Trying a uniform for each trial I did this
1*1/4 + 2*1/3 + 3*1/2 + 4*1/1
You would have to consider the probability that the ball was not drawn before in each summand.
 
mfb said:
The probability that the ball is picked in the nth attempt is just 1/4, as all balls are equal. This allows to calculate the expected value easily.You would have to consider the probability that the ball was not drawn before in each summand.

Sorry, but I forgot to mention this is without replacement.

So to start the black ball probability is 1/4, but after the 1st attempt the black ball is 1 of 3 remaining, etc.
 
funnyguy said:
Sorry, but I forgot to mention this is without replacement.
I know.
So to start the black ball probability is 1/4, but after the 1st attempt the black ball is 1 of 3 remaining, etc.
Sure, but the probability that you draw a second ball is just 3/4. If you multiply 1/3 by 3/4, you get 1/4 again.

MATERIAL SHOWN:
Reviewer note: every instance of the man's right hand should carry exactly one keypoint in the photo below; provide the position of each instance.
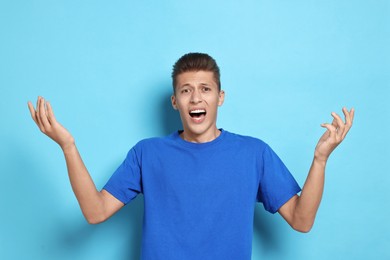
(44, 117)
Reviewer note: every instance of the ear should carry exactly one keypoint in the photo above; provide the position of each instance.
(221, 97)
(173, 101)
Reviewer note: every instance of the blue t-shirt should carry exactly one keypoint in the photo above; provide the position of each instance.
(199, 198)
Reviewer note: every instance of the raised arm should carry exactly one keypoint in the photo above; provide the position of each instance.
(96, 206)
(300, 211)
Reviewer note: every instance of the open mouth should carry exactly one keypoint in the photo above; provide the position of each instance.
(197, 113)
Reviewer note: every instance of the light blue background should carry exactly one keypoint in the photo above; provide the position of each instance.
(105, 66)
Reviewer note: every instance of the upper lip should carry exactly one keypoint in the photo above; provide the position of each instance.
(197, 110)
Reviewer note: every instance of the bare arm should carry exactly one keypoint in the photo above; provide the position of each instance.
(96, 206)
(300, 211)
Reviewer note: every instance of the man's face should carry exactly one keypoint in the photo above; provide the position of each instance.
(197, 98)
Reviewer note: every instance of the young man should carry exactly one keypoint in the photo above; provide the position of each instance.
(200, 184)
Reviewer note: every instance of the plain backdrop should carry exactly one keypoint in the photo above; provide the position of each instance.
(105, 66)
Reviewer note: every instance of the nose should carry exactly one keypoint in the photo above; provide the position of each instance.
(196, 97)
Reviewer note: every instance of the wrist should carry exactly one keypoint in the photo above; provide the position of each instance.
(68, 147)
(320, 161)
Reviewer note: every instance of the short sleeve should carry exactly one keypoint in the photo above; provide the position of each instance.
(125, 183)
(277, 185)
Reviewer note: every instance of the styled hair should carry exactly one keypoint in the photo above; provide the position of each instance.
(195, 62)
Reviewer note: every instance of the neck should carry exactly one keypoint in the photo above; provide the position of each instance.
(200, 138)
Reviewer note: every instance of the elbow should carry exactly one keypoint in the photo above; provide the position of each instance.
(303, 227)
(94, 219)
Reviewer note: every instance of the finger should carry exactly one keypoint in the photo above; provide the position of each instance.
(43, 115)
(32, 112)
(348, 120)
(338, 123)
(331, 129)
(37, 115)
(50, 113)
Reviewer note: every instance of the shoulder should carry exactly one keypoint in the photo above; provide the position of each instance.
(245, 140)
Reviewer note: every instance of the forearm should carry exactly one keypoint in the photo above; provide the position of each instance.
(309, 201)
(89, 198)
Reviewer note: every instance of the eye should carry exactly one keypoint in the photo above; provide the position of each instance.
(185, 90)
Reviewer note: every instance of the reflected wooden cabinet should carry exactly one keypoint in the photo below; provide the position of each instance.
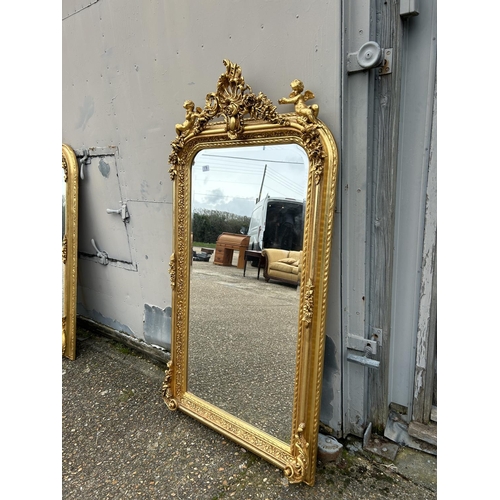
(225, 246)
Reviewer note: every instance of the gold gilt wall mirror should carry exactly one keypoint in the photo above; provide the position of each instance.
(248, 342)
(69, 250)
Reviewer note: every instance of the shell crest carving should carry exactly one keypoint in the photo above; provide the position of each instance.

DIRECTIONS FOR THIS TASK: The thread says that drawing is without replacement. Why does it still give the probability of picking the black ball on the second attempt as 1/4?

ANSWER BELOW: The black ball is 1 of 3 remaining on the second attempt, but a second ball is drawn only with probability 3/4. Multiplying 1/3 by 3/4 gives 1/4 again.